• _Excerpted records_:
■ ■ ■ ■ ■ ■ ■
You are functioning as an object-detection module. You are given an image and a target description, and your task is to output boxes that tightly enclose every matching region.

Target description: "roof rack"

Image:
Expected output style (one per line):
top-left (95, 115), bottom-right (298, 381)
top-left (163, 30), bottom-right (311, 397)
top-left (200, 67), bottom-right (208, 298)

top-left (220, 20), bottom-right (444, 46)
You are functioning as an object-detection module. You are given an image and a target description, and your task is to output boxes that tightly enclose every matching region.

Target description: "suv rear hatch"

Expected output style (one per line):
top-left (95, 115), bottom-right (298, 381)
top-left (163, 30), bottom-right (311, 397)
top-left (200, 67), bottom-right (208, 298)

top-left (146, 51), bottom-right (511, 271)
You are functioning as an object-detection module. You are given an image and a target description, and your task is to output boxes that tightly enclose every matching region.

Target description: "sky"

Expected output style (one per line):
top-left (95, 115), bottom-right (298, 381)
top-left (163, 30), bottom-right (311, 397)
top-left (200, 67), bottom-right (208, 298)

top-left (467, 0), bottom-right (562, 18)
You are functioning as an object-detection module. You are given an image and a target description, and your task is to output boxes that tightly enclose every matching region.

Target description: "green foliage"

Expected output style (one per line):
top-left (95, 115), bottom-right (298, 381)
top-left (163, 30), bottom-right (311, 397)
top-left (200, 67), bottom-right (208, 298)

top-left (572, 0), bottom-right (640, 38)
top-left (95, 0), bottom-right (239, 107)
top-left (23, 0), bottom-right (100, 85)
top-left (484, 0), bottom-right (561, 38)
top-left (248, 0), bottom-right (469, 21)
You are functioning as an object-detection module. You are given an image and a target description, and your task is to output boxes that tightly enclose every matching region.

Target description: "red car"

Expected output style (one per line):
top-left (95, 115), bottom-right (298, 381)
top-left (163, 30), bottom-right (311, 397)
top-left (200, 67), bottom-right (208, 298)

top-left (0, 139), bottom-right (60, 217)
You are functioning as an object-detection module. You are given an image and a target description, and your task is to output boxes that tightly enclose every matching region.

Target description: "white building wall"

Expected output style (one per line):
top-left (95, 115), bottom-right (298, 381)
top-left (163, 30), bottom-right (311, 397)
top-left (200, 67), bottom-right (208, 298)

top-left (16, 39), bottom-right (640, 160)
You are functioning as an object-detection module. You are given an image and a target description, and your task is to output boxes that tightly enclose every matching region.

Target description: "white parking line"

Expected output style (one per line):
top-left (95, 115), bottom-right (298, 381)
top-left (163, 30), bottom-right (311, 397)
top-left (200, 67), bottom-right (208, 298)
■ ■ ■ ■ ■ ■ ■
• _Work instructions_:
Copy the items from their start up to and including the line with "top-left (220, 20), bottom-right (444, 46)", requests included, and shift every box coordinate in the answers by adding 108. Leave the numbers in the requests and their format samples unchanged.

• _Answer to this task_:
You are functioning as an object-detection module. You are given an image and a target description, and your task is to output boxes that tightly enclose every matching region.

Target description: "roof rack"

Image:
Expected output style (one per line):
top-left (95, 115), bottom-right (298, 381)
top-left (163, 30), bottom-right (311, 397)
top-left (200, 67), bottom-right (208, 298)

top-left (328, 128), bottom-right (552, 154)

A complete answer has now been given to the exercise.